### [Ejercicios propuestos]
**1)** Indica si cada afirmación coincide con el fragmento sobre Ida Applebroog y justifica tu respuesta con una cita literal: (a) Ida pasó tres meses aislada en su casa tras volver del hospital; (b) Ida realizó menos de cien dibujos; (c) Ida hizo esos dibujos desde una postura feminista.
**2)** Según el fragmento sobre Ida Applebroog, ¿cuánto tiempo duraba su baño diario?
**3)** Prosigue el fragmento sobre Ida Applebroog a partir de su última línea.

### [Fragmento de referencia]
Cuenta Liaño que cuando Ida volvió del hospital “se aisló durante tres meses en su casa, y una de sus formas de aislarse para seguir ahondando en ese proceso de reconocimiento fue refugiarse en su baño diario de dos horas”: “Ella decía que se estaba bañando, pero estaba dibujando sus genitales. Tiene más de 150 dibujos y cada uno es muy diferente al anterior, dependiendo de su estado físico y mental. A veces es expresionista, a veces es abstracta, a veces es hiperminuciosa. Y todo esto lo hizo de forma ajena al feminismo, porque aún no había desembarcado ahí: era intuitivo”.

Ida Applebroog en el Museo Reina Sofía.

(Datos de señalamiento de expresiones referenciales)
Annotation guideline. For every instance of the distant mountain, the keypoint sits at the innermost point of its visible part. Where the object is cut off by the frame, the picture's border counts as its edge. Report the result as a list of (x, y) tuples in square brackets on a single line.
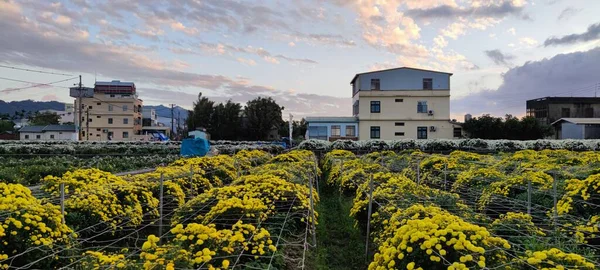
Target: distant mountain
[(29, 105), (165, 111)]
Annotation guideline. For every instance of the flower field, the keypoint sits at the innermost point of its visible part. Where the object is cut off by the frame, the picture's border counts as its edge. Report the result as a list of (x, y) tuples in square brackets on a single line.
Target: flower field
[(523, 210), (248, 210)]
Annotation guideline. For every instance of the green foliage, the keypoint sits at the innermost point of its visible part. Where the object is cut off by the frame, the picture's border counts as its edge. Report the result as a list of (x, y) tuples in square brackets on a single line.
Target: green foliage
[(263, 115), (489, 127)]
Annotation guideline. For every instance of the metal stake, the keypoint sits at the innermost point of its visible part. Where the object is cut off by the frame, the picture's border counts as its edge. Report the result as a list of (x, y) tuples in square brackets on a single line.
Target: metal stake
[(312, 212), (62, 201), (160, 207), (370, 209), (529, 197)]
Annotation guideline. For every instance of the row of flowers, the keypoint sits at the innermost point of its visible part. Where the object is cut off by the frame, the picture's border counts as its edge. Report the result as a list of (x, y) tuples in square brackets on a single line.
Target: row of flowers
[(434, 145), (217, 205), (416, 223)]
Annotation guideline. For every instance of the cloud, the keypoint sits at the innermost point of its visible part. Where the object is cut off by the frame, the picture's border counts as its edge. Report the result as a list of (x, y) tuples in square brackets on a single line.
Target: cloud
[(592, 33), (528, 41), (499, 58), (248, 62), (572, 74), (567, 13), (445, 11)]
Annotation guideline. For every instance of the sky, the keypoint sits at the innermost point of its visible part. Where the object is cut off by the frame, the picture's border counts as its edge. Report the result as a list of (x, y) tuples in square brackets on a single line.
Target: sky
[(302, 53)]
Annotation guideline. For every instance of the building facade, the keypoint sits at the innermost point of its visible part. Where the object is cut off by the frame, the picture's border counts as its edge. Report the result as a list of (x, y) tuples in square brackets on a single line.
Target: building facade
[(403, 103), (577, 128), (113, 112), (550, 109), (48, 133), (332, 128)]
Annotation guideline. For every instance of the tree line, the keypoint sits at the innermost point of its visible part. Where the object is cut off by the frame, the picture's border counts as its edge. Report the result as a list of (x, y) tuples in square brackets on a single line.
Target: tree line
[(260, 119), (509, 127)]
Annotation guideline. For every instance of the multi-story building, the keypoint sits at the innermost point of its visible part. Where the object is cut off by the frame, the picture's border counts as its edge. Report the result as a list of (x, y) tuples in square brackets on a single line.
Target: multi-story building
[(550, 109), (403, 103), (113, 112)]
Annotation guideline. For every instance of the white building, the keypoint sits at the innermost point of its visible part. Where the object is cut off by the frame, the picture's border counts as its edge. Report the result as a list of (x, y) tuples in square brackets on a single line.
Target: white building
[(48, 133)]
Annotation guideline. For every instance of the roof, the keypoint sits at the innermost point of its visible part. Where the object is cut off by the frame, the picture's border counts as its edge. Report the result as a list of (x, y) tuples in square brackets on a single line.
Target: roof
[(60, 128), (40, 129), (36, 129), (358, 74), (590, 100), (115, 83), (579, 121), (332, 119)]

### [Respuestas por ejercicio]
**1)**
(a) Sí: "se aisló durante tres meses en su casa".
(b) No: "Tiene más de 150 dibujos".
(c) No: "todo esto lo hizo de forma ajena al feminismo, porque aún no había desembarcado ahí".

**2)** Duraba dos horas.

**3)**
Más bien, en ese momento, el hecho de dibujar sus genitales le servía para reconocerse como mujer, para reconocerse como Ida Applebroog, para empezar a enfrentar el mundo desde su autoconsciencia. Sólo un poco más tarde arrancó a formar parte, junto a Mimi Shapiro y Lucy Lippard, del colectivo feminista Heresies

“Su posicionamiento es algo que va permeando a lo largo de los años y se manifiesta de diferentes formas: más adelante tira del teatrillo, de Beckett, para criticar disfuncionalidades de la sociedad como las mujeres maltratadas o las mujeres acalladas por sus parejas. Belladona es una película de la década siguiente que hace en colaboración con su hija donde cuestiona la representación de la mujer y rescata a todas esas mujeres que no entran en el canon por edad o por físico”, relata la experta.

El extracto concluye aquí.